» What you should do
Retype everything from the line containing "query (the noun phrase to segment): daisy" down to the line containing "283), (405, 313)]]", both of those lines included, and nothing else from the listing.
━━━
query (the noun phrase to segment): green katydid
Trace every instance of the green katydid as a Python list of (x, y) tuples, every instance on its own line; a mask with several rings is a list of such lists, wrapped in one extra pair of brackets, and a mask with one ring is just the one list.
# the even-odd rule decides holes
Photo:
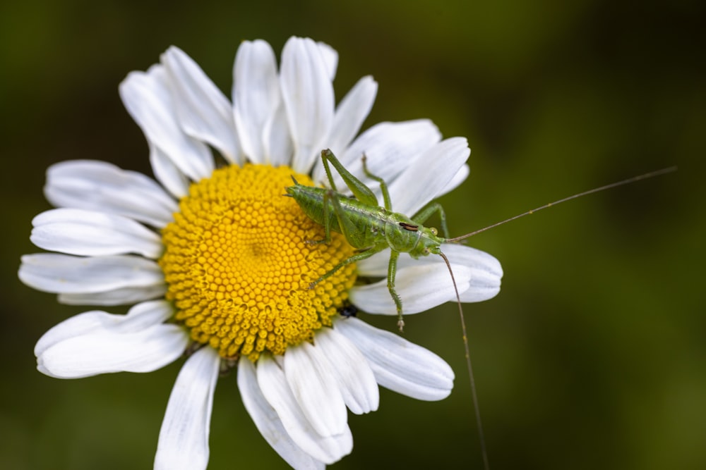
[[(348, 242), (354, 248), (357, 249), (358, 252), (348, 259), (339, 263), (330, 271), (311, 283), (311, 287), (313, 287), (318, 283), (330, 276), (347, 264), (362, 261), (383, 249), (390, 248), (390, 255), (388, 266), (387, 276), (388, 289), (397, 307), (397, 326), (400, 330), (402, 331), (405, 325), (405, 322), (402, 320), (402, 299), (395, 289), (395, 277), (397, 259), (400, 256), (400, 254), (402, 252), (409, 253), (409, 256), (414, 259), (418, 259), (420, 256), (426, 256), (429, 254), (438, 254), (443, 259), (451, 276), (451, 281), (453, 283), (456, 293), (466, 353), (466, 363), (470, 376), (471, 391), (473, 397), (474, 408), (475, 409), (477, 425), (481, 440), (481, 450), (483, 454), (485, 468), (486, 469), (489, 468), (488, 459), (485, 450), (482, 425), (479, 414), (478, 400), (473, 378), (473, 370), (471, 366), (465, 321), (463, 318), (463, 311), (461, 307), (456, 282), (453, 277), (453, 272), (451, 271), (451, 265), (448, 259), (441, 251), (441, 245), (443, 243), (458, 242), (481, 232), (484, 232), (510, 221), (561, 202), (616, 186), (670, 173), (676, 169), (676, 167), (664, 168), (585, 191), (554, 202), (550, 202), (537, 209), (527, 211), (505, 221), (489, 225), (484, 228), (459, 237), (450, 238), (446, 224), (446, 216), (443, 208), (438, 202), (432, 202), (429, 203), (412, 217), (393, 212), (387, 184), (381, 178), (371, 174), (368, 171), (365, 155), (362, 156), (363, 172), (369, 178), (380, 184), (384, 206), (380, 206), (378, 199), (373, 191), (348, 171), (330, 150), (325, 149), (321, 151), (321, 160), (330, 187), (323, 188), (304, 186), (298, 183), (294, 177), (292, 177), (294, 185), (286, 188), (287, 193), (286, 195), (293, 197), (309, 217), (324, 227), (325, 237), (323, 240), (309, 240), (308, 242), (328, 242), (330, 241), (331, 230), (334, 230), (342, 233)], [(348, 197), (338, 192), (333, 180), (333, 175), (331, 173), (329, 163), (333, 165), (336, 171), (338, 171), (338, 173), (343, 179), (348, 189), (353, 193), (354, 198)], [(422, 225), (435, 213), (438, 214), (441, 218), (441, 231), (443, 237), (438, 236), (438, 233), (436, 228), (424, 227)]]

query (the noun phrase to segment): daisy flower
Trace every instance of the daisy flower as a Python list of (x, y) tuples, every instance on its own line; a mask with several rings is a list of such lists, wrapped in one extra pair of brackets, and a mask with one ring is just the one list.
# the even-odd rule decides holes
[[(354, 253), (338, 233), (329, 244), (307, 243), (323, 237), (323, 227), (283, 197), (292, 176), (325, 182), (322, 149), (378, 187), (362, 174), (364, 152), (402, 213), (414, 214), (468, 174), (466, 140), (442, 141), (426, 120), (381, 123), (357, 137), (377, 84), (364, 77), (335, 106), (337, 63), (330, 47), (292, 37), (278, 70), (268, 43), (244, 42), (229, 101), (172, 47), (120, 85), (156, 181), (102, 161), (47, 171), (45, 194), (57, 209), (34, 218), (31, 240), (53, 252), (23, 256), (20, 278), (64, 304), (132, 307), (59, 323), (37, 343), (37, 369), (75, 378), (148, 372), (186, 356), (155, 469), (206, 467), (217, 379), (233, 367), (255, 426), (297, 469), (323, 468), (351, 452), (347, 409), (376, 409), (378, 385), (423, 400), (451, 391), (453, 372), (438, 356), (348, 318), (351, 304), (396, 315), (385, 279), (389, 251), (309, 288)], [(444, 252), (462, 301), (497, 294), (497, 260), (462, 245)], [(376, 282), (357, 283), (361, 278)], [(454, 300), (450, 280), (438, 256), (403, 256), (396, 283), (405, 313)]]

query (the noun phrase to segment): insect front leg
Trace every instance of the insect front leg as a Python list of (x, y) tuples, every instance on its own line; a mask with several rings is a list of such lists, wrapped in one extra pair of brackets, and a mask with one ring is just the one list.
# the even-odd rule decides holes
━━━
» Exercise solution
query (the noun phrase to segment): daisy flower
Trace every instance of the daisy flower as a Python list of (x, y) tuples, every instance on its own line; a mask with several rings is a list of such lists, wrapped in one extra pair of brackets, and a mask with one ring is just the one list.
# the even-odd rule decides holes
[[(354, 253), (338, 233), (329, 244), (307, 243), (323, 237), (323, 227), (283, 197), (292, 176), (325, 182), (322, 149), (378, 187), (362, 174), (364, 152), (402, 213), (414, 214), (468, 174), (466, 140), (442, 141), (426, 120), (381, 123), (357, 137), (377, 84), (364, 77), (335, 106), (337, 63), (330, 47), (292, 37), (278, 70), (268, 43), (244, 42), (229, 101), (172, 47), (120, 85), (156, 181), (102, 161), (47, 171), (45, 194), (57, 209), (34, 218), (31, 240), (53, 252), (23, 256), (20, 278), (64, 304), (132, 307), (59, 323), (37, 343), (37, 369), (75, 378), (148, 372), (186, 356), (155, 469), (206, 467), (217, 379), (233, 367), (255, 426), (297, 469), (323, 468), (351, 452), (347, 409), (376, 409), (378, 385), (423, 400), (451, 391), (453, 372), (438, 356), (348, 318), (351, 304), (396, 315), (385, 279), (389, 251), (309, 288)], [(444, 252), (462, 301), (497, 294), (497, 260), (462, 245)], [(376, 282), (357, 283), (361, 278)], [(454, 300), (450, 280), (438, 256), (403, 256), (396, 283), (405, 313)]]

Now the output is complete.